→ WHAT TO DO: Render each line of the listing below as a row in a Markdown table with the columns No. and Line. Number the rows and leave out any blank lines.

→ DATA FOR PROCESSING:
* * * * *
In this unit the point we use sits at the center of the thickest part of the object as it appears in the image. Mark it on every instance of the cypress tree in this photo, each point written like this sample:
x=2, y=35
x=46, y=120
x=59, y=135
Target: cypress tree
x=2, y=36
* * * * *
→ COMPLETE RESPONSE:
| No. | Line |
|---|---|
| 1 | In this unit the point we use sits at the center of the thickest part of the object as it appears in the image. Mark it on every instance of the cypress tree in this photo, each point written like this sample: |
| 2 | x=2, y=35 |
| 3 | x=46, y=120 |
| 4 | x=59, y=135 |
| 5 | Target: cypress tree |
| 6 | x=2, y=36 |